◆ Exercise directions ◆
Copy, word for word, the stretch of the text on Portugal's drug legalization from "It is important" through "is no penalty.".

◆ Excerpt provided ◆
•••
No one knows who wrote the laws of physics or where they come from. Science is based on testable, reproducible evidence…
Our duty is to believe that for which we have sufficient evidence, and to suspend our judgment when we have not.
Know yourself. Don’t accept your dog’s admiration as conclusive evidence that you are wonderful.
As the last post noted, Portugal has legalized drugs. They did so in 2001. Therefore, we now have 15 years of data on what has transpired. It behooves us to examine that data.
It is important that my readers understand that Portugal also waged a fierce war against drugs (Footnote). They didn’t just one day decide that drug legalization was a good idea. They went through the same heart wrenching circumstances we have and came to the conclusion that a course change was needed.
What does their law mandate? If someone is found in the possession of less than a 10-day supply of anything from marijuana to heroin, he or she is sent to a three-person Commission for the Dissuasion of Drug Addiction, typically made up of a lawyer, a doctor and a social worker. The commission recommends treatment or a minor fine; otherwise, the person is sent off without any penalty. In the vast majority of instances, there is no penalty.
As I have stated in my last post, my plan not only legalizes the possession of drugs (only those drugs purchased through that resident’s state) but mandates that they are produced under supervision of the states and sold in state controlled stores. (And, no, I’m not a communist or socialist. I’m still a laissez faire capitalist. But the solution to this problem needs state intervention.)
[Source: 14 Years After Decriminalizing Heroin, Here’s What Portugal Looks Like (crime rate drops as thefts for drug money diminishes and drug gangs go out of business). By Zeeshan Aleem]
Here are some of the results:
- The total number of people using drugs in Portugal has fallen by more than a third. (In 2001, critics worried that drug addiction rates would skyrocket. As noted, they have fallen substantially and heroin addiction rates have decreased to an even greater degree. They have been cut in half.)
- HIV infections have also been cut in half, while the number of drug-related deaths has been cut by 75%.
•••
◆ Source information ◆
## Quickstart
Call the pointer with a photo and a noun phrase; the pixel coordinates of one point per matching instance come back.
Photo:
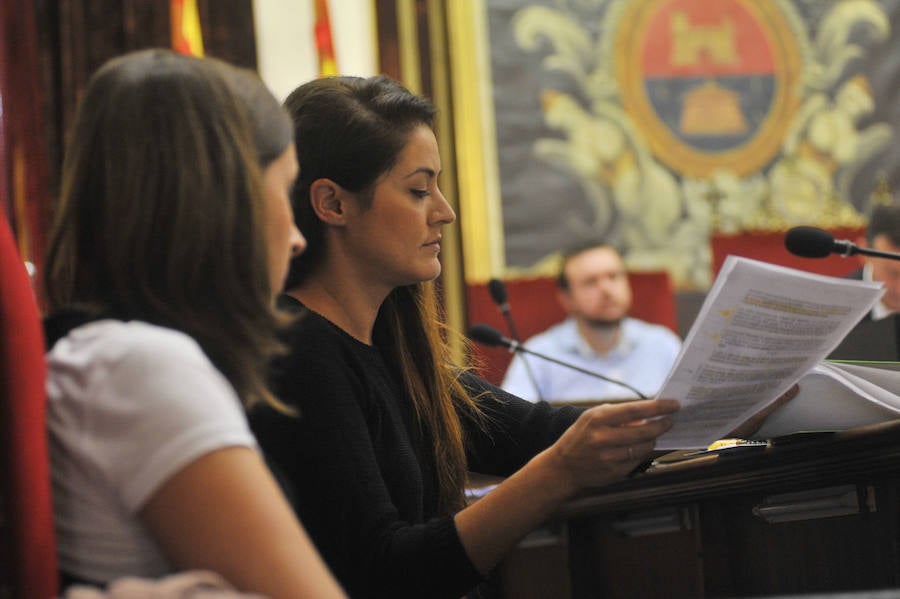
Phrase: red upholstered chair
(534, 307)
(27, 543)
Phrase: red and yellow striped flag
(187, 37)
(324, 40)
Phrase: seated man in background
(876, 336)
(597, 336)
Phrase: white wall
(285, 50)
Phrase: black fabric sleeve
(329, 459)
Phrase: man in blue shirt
(597, 336)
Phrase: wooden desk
(814, 516)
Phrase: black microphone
(497, 289)
(488, 335)
(810, 242)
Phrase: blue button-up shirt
(642, 358)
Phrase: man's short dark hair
(576, 250)
(884, 220)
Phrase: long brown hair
(352, 130)
(160, 217)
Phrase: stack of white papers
(760, 330)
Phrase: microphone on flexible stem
(497, 289)
(488, 335)
(810, 242)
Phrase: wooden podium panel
(820, 514)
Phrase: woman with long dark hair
(388, 424)
(174, 231)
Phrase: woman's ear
(327, 199)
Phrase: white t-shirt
(130, 405)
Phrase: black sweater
(363, 485)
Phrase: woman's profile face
(397, 239)
(283, 237)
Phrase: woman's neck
(350, 307)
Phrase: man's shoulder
(651, 330)
(561, 331)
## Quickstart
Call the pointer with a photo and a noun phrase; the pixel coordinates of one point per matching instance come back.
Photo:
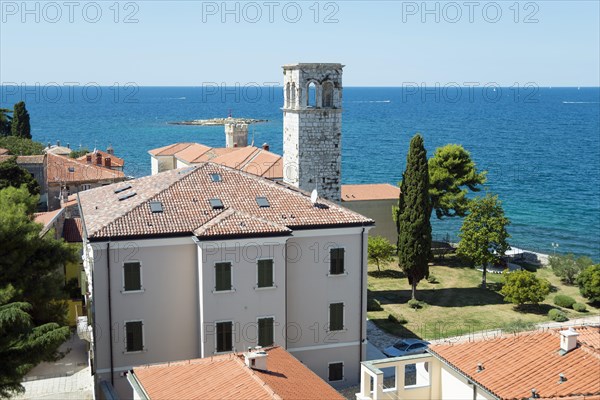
•••
◆ Response to this exercise ◆
It is important that my readers understand that Portugal also waged a fierce war against drugs (Footnote). They didn’t just one day decide that drug legalization was a good idea. They went through the same heart wrenching circumstances we have and came to the conclusion that a course change was needed.
What does their law mandate? If someone is found in the possession of less than a 10-day supply of anything from marijuana to heroin, he or she is sent to a three-person Commission for the Dissuasion of Drug Addiction, typically made up of a lawyer, a doctor and a social worker. The commission recommends treatment or a minor fine; otherwise, the person is sent off without any penalty. In the vast majority of instances, there is no penalty.